━━━ Records for this exercise ━━━

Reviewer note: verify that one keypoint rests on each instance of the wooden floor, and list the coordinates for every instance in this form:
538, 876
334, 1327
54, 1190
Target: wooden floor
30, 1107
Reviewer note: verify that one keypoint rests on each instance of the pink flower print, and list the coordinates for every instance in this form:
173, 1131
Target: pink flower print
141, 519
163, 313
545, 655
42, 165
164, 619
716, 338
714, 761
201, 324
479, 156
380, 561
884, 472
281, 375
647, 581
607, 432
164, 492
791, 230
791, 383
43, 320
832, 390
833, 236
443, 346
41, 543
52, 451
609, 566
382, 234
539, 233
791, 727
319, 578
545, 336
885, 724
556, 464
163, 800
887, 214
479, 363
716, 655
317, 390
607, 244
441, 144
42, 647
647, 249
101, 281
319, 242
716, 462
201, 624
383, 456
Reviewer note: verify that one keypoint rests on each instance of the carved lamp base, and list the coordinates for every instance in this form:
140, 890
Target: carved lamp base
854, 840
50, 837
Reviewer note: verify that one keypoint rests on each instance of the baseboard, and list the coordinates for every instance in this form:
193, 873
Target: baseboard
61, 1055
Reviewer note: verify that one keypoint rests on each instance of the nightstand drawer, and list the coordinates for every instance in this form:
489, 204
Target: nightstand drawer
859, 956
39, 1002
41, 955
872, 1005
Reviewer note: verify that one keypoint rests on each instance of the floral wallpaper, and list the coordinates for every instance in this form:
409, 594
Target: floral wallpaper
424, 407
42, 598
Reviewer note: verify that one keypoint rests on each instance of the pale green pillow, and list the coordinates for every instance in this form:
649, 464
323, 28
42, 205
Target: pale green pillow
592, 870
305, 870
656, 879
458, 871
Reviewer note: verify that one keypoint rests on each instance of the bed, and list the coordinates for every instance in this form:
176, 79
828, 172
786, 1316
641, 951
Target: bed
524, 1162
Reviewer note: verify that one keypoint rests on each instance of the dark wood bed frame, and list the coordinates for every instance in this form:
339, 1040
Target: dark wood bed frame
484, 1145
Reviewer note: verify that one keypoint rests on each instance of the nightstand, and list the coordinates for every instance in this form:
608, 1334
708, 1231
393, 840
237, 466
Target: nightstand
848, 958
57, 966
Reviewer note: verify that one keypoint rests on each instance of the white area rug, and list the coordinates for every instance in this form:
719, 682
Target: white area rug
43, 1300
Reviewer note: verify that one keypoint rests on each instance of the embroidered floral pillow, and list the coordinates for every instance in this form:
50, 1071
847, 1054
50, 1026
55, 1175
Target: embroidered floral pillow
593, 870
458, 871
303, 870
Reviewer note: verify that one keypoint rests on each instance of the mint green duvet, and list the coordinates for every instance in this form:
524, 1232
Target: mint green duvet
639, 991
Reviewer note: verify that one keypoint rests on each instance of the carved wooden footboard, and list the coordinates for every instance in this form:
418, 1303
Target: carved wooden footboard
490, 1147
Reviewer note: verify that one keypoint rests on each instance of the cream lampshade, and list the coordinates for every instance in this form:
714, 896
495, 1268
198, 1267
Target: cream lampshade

━━━

Task objective:
Your answer should be a single number: how many lines in the preceding entries contain "cream".

Response for this exercise:
2